— CONSIGNE ÉCRITE A —
Réécrivez plus brièvement le paragraphe de l'extrait du texte qui commence par « L'unionisme cependant n'a pas disparu », en conservant ses faits principaux.

— EXTRAIT DU TEXTE —

━━━

Bien entendu, au calme des assemblées électorales commence à se substituer une agitation et des pratiques jusqu’alors inconnues : transport gratuit des électeurs jusqu’au lieu du vote, cortèges parcourant les villes avec musiques et drapeaux, banquets et « beuveries » aux frais des candidats. La facilité avec laquelle le régime censitaire se prête à la fraude donne lieu à des tripotages si scandaleux que, dès la session parlementaire de 1842-1843, est présenté le premier des tristes projets de loi sur les fraudes électorales. Bref, le déchaînement des passions est tel que le ministre de France, en 1846, craint qu’ « il ne mette en question le maintien de la nationalité »[32], et que le roi se plaint à l’archiduc Jean de « la lutte regrettable » que mènent autour de lui catholiques et libéraux[33].

L’unionisme cependant n’a pas disparu d’un choc brusque et il a fallu plusieurs années avant que la répartition des Chambres en droite et en gauche devînt un fait accompli et définitif[34]. Jusqu’en 1848 au surplus, les fonctionnaires qui y siégeaient en grand nombre et votaient le plus souvent pour le ministère empêchèrent cette répartition de prendre la netteté d’une coupure.

Après l’adoption des traités de 1839, le Parlement devait prendre le Cabinet de Theux comme victime expiatoire. On saisit pour le renverser, après six ans de pouvoir (4 août 1834-18 avril 1840), le prétexte de la réintégration du général van der Smissen, compromis dans la conspiration orangiste de 1831, sur les contrôles de l’armée. Le roi fit appel pour le remplacer à un ministère Lebeau-Rogier où n’entrèrent que des libéraux. Il espérait sans doute faire disparaître ainsi le grief élevé contre le gouvernement disparu, d’avoir suivi systématiquement une politique catholique. Il est probable d’ailleurs que Lebeau, dont il désirait à ce moment le concours en vue d’accentuer, vis-à-vis de la France, la politique de neutralité, lui suggéra le choix de ses collaborateurs. En dépit de sa couleur politique, le Cabinet se présenta devant les Chambres avec un programme unioniste. Mais l’unionisme était-il possible sous la direction de ministres appartenant tous au même parti ? Dès le premier jour, il fut visible qu’ils ne jouissaient pas de la confiance des Chambres. Une dissolution eût éclairci la situation ; le roi ne voulut pas y consentir. Il accepta la démission du Cabinet après le vote par le Sénat d’une adresse appelant l’attention de la couronne sur les « divisions déplorables qui se sont manifestées durant cette session dans le sein de la représentation nationale ».

━━━

— Enregistrements extraits —
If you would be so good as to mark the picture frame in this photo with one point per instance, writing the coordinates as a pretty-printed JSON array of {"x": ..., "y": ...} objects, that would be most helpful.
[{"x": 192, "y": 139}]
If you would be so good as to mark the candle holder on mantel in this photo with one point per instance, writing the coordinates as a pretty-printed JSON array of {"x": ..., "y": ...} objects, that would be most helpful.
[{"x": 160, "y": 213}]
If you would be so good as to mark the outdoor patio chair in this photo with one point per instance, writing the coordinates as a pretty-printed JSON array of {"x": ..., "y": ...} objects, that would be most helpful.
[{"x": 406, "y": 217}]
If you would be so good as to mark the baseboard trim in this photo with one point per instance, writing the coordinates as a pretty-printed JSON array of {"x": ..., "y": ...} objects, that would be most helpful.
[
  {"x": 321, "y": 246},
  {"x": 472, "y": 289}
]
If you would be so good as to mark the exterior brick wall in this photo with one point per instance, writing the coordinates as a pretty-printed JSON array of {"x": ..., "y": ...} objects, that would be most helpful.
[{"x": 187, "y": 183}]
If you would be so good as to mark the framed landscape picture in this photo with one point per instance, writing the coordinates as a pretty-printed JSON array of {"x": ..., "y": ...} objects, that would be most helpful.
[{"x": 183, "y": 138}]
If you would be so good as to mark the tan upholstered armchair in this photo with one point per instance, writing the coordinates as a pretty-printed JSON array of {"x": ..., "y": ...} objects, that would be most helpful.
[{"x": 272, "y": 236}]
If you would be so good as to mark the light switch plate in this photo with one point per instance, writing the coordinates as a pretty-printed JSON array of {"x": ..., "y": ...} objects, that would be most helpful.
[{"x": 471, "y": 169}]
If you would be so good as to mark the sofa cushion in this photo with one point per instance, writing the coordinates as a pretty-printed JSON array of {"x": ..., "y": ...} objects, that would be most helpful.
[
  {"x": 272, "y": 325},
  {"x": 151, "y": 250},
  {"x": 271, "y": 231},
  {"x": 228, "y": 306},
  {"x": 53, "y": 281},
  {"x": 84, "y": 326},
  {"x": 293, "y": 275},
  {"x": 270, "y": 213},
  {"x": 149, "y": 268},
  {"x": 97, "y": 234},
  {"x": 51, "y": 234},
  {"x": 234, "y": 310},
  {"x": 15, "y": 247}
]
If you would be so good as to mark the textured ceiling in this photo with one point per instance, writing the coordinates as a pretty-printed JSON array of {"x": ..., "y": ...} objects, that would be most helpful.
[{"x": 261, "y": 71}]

━━━

— CONSIGNE ÉCRITE B —
Présentez sous forme de liste JSON de chaînes, une chaîne par ligne et sans les lignes vides, les lignes des enregistrements allant de celle qui contient « If you would be so good as to mark the exterior » jusqu'à la fin des enregistrements, ces deux bornes comprises.

— RÉPONSE À LA CONSIGNE A —
L'unionisme n'a pas disparu d'un coup : il a fallu plusieurs années pour que la division des Chambres en droite et en gauche devienne un fait accompli et définitif. Jusqu'en 1848, les nombreux fonctionnaires qui y siégeaient et votaient le plus souvent pour le ministère ont empêché cette division de devenir une coupure nette.

— RÉPONSE À LA CONSIGNE B —
[
  "If you would be so good as to mark the exterior brick wall in this photo with one point per instance, writing the coordinates as a pretty-printed JSON array of {\"x\": ..., \"y\": ...} objects, that would be most helpful.",
  "[{\"x\": 187, \"y\": 183}]",
  "If you would be so good as to mark the framed landscape picture in this photo with one point per instance, writing the coordinates as a pretty-printed JSON array of {\"x\": ..., \"y\": ...} objects, that would be most helpful.",
  "[{\"x\": 183, \"y\": 138}]",
  "If you would be so good as to mark the tan upholstered armchair in this photo with one point per instance, writing the coordinates as a pretty-printed JSON array of {\"x\": ..., \"y\": ...} objects, that would be most helpful.",
  "[{\"x\": 272, \"y\": 236}]",
  "If you would be so good as to mark the light switch plate in this photo with one point per instance, writing the coordinates as a pretty-printed JSON array of {\"x\": ..., \"y\": ...} objects, that would be most helpful.",
  "[{\"x\": 471, \"y\": 169}]",
  "If you would be so good as to mark the sofa cushion in this photo with one point per instance, writing the coordinates as a pretty-printed JSON array of {\"x\": ..., \"y\": ...} objects, that would be most helpful.",
  "[",
  "  {\"x\": 272, \"y\": 325},",
  "  {\"x\": 151, \"y\": 250},",
  "  {\"x\": 271, \"y\": 231},",
  "  {\"x\": 228, \"y\": 306},",
  "  {\"x\": 53, \"y\": 281},",
  "  {\"x\": 84, \"y\": 326},",
  "  {\"x\": 293, \"y\": 275},",
  "  {\"x\": 270, \"y\": 213},",
  "  {\"x\": 149, \"y\": 268},",
  "  {\"x\": 97, \"y\": 234},",
  "  {\"x\": 51, \"y\": 234},",
  "  {\"x\": 234, \"y\": 310},",
  "  {\"x\": 15, \"y\": 247}",
  "]",
  "If you would be so good as to mark the textured ceiling in this photo with one point per instance, writing the coordinates as a pretty-printed JSON array of {\"x\": ..., \"y\": ...} objects, that would be most helpful.",
  "[{\"x\": 261, \"y\": 71}]"
]